*** Opening DATA UNDER STUDY ***

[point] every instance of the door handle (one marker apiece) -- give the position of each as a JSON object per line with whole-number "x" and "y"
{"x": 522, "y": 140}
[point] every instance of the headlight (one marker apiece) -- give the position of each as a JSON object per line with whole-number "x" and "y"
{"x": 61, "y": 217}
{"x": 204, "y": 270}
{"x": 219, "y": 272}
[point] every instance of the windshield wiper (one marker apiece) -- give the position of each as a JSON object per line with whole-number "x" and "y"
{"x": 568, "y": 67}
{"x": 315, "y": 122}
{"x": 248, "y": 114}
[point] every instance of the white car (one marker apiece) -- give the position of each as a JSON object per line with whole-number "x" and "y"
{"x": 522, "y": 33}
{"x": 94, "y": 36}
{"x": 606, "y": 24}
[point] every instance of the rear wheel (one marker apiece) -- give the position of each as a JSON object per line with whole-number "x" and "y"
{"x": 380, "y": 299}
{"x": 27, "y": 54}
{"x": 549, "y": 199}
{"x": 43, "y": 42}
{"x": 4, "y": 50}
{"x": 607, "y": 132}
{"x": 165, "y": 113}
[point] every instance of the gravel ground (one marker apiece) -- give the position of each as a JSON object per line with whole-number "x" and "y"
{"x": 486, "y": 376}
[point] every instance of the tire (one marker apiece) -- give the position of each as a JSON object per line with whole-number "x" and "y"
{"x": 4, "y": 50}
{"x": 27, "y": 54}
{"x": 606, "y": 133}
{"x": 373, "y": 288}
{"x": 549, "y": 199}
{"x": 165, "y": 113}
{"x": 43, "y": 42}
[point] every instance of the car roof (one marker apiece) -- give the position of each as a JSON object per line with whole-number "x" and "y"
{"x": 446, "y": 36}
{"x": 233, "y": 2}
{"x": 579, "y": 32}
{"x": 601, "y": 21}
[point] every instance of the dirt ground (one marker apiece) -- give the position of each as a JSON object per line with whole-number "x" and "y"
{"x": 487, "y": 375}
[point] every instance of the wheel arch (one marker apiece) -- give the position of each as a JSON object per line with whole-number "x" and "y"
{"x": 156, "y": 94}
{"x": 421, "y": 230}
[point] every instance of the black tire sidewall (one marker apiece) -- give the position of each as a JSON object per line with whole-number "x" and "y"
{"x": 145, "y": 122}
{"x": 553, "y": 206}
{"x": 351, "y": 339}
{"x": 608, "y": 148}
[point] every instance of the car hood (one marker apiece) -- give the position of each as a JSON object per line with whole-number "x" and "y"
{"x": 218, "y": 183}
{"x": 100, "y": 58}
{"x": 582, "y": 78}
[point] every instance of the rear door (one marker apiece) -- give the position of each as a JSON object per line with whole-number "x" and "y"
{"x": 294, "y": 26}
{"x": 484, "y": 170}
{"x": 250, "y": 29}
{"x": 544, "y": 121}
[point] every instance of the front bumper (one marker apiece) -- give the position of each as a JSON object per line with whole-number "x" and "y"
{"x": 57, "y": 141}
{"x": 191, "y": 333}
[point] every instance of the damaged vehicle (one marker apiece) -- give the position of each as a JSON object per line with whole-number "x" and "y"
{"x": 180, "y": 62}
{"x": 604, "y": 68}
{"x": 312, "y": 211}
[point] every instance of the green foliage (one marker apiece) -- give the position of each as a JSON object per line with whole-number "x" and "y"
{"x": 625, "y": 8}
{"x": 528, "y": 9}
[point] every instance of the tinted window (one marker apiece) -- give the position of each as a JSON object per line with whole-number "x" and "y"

*** Closing DATA UNDER STUDY ***

**EXERCISE INSTRUCTIONS:** From the listing above, extract all records word for word.

**EXERCISE RESPONSE:**
[point] every instance of the door handle (one marker apiece) -- give the position of each as a JSON object per line with whole-number "x" and "y"
{"x": 522, "y": 140}
[point] every instance of the headlight (one marker apiece) -- give the position of each as a JSON object per line with whole-number "x" and "y"
{"x": 61, "y": 217}
{"x": 204, "y": 270}
{"x": 219, "y": 272}
[point] every instance of the windshield wiper (one marker apiece) -- give the position of each as a JSON object per line with whole-number "x" and "y"
{"x": 568, "y": 67}
{"x": 315, "y": 122}
{"x": 248, "y": 114}
[point] every instance of the white car (one marker apiece) -- give the position of each as a JSON object per line with whole-number "x" and "y"
{"x": 522, "y": 33}
{"x": 94, "y": 36}
{"x": 606, "y": 24}
[point] every instance of the rear wheel (one marker apiece) -- give the position of each as a JSON object per line with whole-number "x" and "y"
{"x": 380, "y": 299}
{"x": 27, "y": 54}
{"x": 549, "y": 199}
{"x": 43, "y": 42}
{"x": 4, "y": 50}
{"x": 607, "y": 132}
{"x": 165, "y": 113}
[point] every instance of the gravel ground (one marker apiece) -- give the position of each as a JSON object per line with whole-number "x" and "y"
{"x": 486, "y": 376}
[point] every instance of the tire (one marker apiece) -- give the position of each as a JSON object per line with whole-number "x" and "y"
{"x": 4, "y": 50}
{"x": 27, "y": 54}
{"x": 606, "y": 133}
{"x": 373, "y": 288}
{"x": 549, "y": 199}
{"x": 165, "y": 113}
{"x": 43, "y": 42}
[point] every instance of the car roof (one marker apiece) -- give the position of each as a JSON object per line with whole-number "x" and "y"
{"x": 446, "y": 36}
{"x": 233, "y": 2}
{"x": 579, "y": 32}
{"x": 601, "y": 21}
[point] every instance of the dirt ground (one marker apiece) -- give the position of each as a JSON object per line with whole-number "x" and "y"
{"x": 487, "y": 375}
[point] every instance of the wheel arch (one marker apiece) -- give the position of each as a JSON object per line with whole-number "x" and "y"
{"x": 156, "y": 94}
{"x": 421, "y": 230}
[point] every instance of the black tire sidewall (one marker apiece) -- give the position of each as a JSON object per line with whole-number "x" and "y"
{"x": 145, "y": 122}
{"x": 553, "y": 206}
{"x": 351, "y": 339}
{"x": 608, "y": 148}
[point] every instance of the car hood (one marker apiece) -- give the position of each as a JSON object per line with whole-number "x" and "y"
{"x": 218, "y": 183}
{"x": 100, "y": 58}
{"x": 582, "y": 78}
[point] every instance of the rear door (one marker apiece) -- give the position of each as a JSON object per line with whole-number "x" and "y"
{"x": 294, "y": 26}
{"x": 484, "y": 170}
{"x": 250, "y": 29}
{"x": 544, "y": 121}
[point] every instance of the front bumper (one marker apiece) -- give the position of each as a JSON object per line with whole-number "x" and "y"
{"x": 57, "y": 141}
{"x": 191, "y": 333}
[point] every instance of the damaged vehicle (one marker apiece) -- give the position of each as a JSON object per line with whole-number "x" and "y"
{"x": 180, "y": 62}
{"x": 604, "y": 68}
{"x": 312, "y": 211}
[point] every instance of the green foliage (one marker apiece) -- give the position of each as a JSON object per line with whole-number "x" and "y"
{"x": 625, "y": 8}
{"x": 528, "y": 9}
[point] every instance of the tinted window (one marker apiece) -- give the position of each as a JSON object per line with whole-number "x" and "y"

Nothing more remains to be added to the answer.